(Exercise objective): Reproduce the R and Quarto seminar schedule below word for word, from its title line to its final line.
— begin Supplied text —
Introduction to reproducible data analysis with R and Quarto

KLI Seminar 2023

Anne-Kathrin Kleine

Schedule

DAY 1

9.00-9.30: Introduction

Welcome and overview
Reproducibility and open science

9.30-10.30: Getting Started with R and Quarto

Basics of R programming
Best practices for organizing your code and materials

11.00-12.00: Creating data analysis projects in R and quarto

Creating a data analysis project
Integrating code, text, and output within a Quarto document

12.15-13.00: Working with data

Working with data in R: importing, manipulating, and exporting data
Data visualization and data analysis

DAY 2

09.00-10.00: Welcome and Hands-on Practice PART I

Independent practice: Working on your data analysis project (with support from workshop facilitator)
— end Supplied text —
— begin Material supplied —
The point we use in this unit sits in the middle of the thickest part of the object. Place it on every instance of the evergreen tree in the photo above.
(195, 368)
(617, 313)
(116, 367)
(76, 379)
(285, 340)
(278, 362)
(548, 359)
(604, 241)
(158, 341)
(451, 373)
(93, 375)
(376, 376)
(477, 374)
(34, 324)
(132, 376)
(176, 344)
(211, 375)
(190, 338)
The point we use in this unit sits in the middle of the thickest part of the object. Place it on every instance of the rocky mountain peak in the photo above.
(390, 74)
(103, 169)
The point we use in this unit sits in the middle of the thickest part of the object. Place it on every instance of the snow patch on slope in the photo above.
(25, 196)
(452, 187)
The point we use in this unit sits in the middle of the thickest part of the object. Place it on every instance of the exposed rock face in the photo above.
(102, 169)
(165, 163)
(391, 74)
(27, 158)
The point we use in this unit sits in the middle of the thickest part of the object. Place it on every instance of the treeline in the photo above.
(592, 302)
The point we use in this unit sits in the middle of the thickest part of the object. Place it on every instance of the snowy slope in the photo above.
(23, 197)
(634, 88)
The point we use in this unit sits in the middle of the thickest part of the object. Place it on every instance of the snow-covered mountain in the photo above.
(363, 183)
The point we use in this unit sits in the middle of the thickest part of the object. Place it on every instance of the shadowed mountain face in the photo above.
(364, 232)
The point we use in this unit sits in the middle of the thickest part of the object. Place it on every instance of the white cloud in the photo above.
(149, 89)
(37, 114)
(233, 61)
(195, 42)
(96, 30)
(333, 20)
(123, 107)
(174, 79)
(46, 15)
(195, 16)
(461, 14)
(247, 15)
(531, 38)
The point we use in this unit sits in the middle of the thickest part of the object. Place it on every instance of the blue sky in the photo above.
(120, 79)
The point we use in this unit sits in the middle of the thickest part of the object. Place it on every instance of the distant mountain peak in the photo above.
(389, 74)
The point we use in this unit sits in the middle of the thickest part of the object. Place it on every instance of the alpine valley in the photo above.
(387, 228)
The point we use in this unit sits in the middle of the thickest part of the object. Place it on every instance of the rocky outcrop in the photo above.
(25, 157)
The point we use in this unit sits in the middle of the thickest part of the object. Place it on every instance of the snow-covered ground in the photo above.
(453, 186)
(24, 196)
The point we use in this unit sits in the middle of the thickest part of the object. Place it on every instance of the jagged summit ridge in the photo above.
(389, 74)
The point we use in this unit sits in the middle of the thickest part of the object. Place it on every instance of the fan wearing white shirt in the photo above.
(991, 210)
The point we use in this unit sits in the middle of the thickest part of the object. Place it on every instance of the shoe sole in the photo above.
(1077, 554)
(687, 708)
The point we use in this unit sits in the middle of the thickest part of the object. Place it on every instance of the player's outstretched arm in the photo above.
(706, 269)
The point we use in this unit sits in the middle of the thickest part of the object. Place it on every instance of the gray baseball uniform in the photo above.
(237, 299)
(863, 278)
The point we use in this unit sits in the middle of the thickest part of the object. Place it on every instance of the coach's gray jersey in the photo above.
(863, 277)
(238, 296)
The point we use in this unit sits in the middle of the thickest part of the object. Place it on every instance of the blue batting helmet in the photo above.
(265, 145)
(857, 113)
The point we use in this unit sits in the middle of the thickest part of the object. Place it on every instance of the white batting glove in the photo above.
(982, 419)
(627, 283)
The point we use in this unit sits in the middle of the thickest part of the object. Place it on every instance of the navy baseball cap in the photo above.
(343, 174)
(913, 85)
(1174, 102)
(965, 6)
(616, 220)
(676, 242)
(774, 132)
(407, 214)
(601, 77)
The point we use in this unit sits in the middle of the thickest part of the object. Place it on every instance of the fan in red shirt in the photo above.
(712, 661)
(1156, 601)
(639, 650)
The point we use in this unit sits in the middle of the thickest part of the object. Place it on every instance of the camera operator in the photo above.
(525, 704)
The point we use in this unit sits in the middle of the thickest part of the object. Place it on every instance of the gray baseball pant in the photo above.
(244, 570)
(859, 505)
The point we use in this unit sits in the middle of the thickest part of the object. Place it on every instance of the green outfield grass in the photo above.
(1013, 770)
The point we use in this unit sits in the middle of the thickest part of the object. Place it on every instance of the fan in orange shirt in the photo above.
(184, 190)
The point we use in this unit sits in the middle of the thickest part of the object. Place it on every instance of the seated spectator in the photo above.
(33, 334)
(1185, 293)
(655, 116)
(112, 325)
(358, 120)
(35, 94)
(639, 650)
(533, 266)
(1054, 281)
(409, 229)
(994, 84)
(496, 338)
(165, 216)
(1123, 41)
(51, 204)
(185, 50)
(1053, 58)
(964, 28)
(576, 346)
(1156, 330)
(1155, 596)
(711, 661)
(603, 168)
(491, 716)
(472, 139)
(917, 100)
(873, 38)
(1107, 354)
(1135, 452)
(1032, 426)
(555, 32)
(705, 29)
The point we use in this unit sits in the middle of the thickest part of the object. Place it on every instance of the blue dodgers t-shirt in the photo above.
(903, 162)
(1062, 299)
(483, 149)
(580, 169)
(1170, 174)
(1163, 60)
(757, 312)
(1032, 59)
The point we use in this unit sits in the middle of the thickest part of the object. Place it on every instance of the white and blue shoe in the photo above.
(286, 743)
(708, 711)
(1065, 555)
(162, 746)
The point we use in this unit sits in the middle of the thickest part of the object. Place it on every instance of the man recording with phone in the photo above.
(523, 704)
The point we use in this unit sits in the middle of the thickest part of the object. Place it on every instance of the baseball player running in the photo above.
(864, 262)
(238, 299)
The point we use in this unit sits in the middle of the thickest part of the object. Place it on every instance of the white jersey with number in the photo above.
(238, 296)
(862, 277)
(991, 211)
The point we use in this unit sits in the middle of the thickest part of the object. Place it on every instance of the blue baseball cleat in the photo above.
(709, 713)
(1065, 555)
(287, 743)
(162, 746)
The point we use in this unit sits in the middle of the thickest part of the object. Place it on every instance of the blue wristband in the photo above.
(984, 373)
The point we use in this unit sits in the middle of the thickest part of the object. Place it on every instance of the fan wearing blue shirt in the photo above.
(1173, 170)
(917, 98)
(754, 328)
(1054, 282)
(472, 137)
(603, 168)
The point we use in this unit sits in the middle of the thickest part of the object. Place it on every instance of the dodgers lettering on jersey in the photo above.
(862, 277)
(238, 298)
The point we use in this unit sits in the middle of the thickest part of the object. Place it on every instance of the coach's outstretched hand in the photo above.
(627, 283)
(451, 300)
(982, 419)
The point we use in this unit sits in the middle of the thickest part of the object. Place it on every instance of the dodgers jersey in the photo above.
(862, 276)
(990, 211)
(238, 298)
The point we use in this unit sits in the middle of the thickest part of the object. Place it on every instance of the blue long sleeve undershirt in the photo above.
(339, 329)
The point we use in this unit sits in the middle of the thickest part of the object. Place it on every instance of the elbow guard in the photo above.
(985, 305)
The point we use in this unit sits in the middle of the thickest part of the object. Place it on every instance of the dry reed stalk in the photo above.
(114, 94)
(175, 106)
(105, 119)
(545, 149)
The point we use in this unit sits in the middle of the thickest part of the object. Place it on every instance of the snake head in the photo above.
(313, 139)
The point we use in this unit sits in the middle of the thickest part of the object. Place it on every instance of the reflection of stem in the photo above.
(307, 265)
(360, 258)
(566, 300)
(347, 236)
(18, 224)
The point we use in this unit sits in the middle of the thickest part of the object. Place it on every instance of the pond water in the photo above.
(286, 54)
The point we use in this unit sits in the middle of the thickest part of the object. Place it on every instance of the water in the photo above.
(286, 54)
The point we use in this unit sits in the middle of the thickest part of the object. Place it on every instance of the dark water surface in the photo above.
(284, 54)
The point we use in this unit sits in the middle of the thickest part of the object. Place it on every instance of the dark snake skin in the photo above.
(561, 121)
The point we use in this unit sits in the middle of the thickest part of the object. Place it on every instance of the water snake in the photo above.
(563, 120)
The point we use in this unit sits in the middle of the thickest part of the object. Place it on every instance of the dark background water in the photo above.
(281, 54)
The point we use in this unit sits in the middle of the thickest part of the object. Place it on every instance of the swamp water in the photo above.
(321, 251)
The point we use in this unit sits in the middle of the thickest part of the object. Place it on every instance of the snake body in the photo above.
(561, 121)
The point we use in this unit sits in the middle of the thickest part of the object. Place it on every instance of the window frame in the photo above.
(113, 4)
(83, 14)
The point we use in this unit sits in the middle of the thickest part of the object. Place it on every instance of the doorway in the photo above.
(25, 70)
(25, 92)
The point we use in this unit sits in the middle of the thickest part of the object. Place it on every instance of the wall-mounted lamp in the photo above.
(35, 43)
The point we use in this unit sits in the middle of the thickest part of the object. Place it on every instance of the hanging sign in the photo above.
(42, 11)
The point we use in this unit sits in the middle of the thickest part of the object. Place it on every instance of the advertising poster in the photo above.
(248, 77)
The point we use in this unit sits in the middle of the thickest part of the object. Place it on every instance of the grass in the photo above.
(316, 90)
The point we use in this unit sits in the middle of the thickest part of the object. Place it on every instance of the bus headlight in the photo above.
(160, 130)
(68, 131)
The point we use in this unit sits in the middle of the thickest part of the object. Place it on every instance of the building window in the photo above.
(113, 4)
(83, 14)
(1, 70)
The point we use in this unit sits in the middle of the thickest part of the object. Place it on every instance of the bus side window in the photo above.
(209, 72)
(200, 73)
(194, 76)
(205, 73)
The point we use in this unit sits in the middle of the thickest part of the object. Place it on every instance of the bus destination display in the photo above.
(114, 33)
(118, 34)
— end Material supplied —
(Finished exercise):
Introduction to reproducible data analysis with R and Quarto

KLI Seminar 2023

Anne-Kathrin Kleine

Schedule

DAY 1

9.00-9.30: Introduction

Welcome and overview
Reproducibility and open science

9.30-10.30: Getting Started with R and Quarto

Basics of R programming
Best practices for organizing your code and materials

11.00-12.00: Creating data analysis projects in R and quarto

Creating a data analysis project
Integrating code, text, and output within a Quarto document

12.15-13.00: Working with data

Working with data in R: importing, manipulating, and exporting data
Data visualization and data analysis

DAY 2

09.00-10.00: Welcome and Hands-on Practice PART I

Independent practice: Working on your data analysis project (with support from workshop facilitator)